=== Excerpt to read ===
COMMISSIONER OF POLICE v. ANANE [1962] 2 GLR 107

COMMISSIONER OF POLICE v. ANANE

[SUPREME COURT,ACCRA]

DATE: 26TH OCTOBER, 1962

 

COUNSEL
Sekyi for the appellant.
Hewlett for the respondent (the State).

JUDGMENT OF VAN LARE J.S.C.
Van Lare J.S.C. delivered the judgment of the court. [His lordship rehearsed the facts which are set
out in the headnote and continued:] The prosecution’s case is that the complainant was entitled to the
whole of the quantity of 1,004 bags delivered to the appellant and that by causing 314 bags of such
cement to be sold to other customers the appellant dishonestly appropriated property of which he was
not the owner. The [p.108] of [1962] 2 GLR 107
trial circuit judge appears to have accepted the prosecution’s contention that the ownership in the 314
bags was in the complainant and convicted the appellant. He based his decision upon an assumption
that the appellant had not denied receiving the 1,004 bags for and on account of the complainant.
There is nothing from which the trial circuit judge could infer such an assumption; on the contrary the
evidence is clear that the appellant contracted with the suppliers on his own behalf and received the
1,004 bags on his own account and not on the account of the complainant.
===
- Directives -
1/ Restate word for word the part of the judgment from "COMMISSIONER OF POLICE v. ANANE [1962]" to "for the appellant.".
2/ Condense the paragraph of the judgment that begins "Van Lare J.S.C. delivered the judgment of the court," keeping its main facts.
3/ Name every individual person identified by name in the judgment.
=== Data shown ===
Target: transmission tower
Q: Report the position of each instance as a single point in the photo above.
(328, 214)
===
- Results for each task -
1/
COMMISSIONER OF POLICE v. ANANE [1962] 2 GLR 107

COMMISSIONER OF POLICE v. ANANE

[SUPREME COURT,ACCRA]

DATE: 26TH OCTOBER, 1962

 

COUNSEL
Sekyi for the appellant.

2/ Van Lare J.S.C. gave the court's judgment. The prosecution argued that the complainant was entitled to all 1,004 bags delivered to the appellant. In its view, by having 314 bags of the cement sold to other customers, the appellant dishonestly appropriated property he did not own. The trial circuit judge apparently accepted that the complainant owned the 314 bags and convicted the appellant. He assumed the appellant had not denied receiving the 1,004 bags for the complainant. Nothing supported that assumption. The evidence clearly showed that the appellant contracted with the suppliers on his own behalf and received the bags on his own account, not the complainant's.

3/
- Anane
- Sekyi
- Hewlett
- Van Lare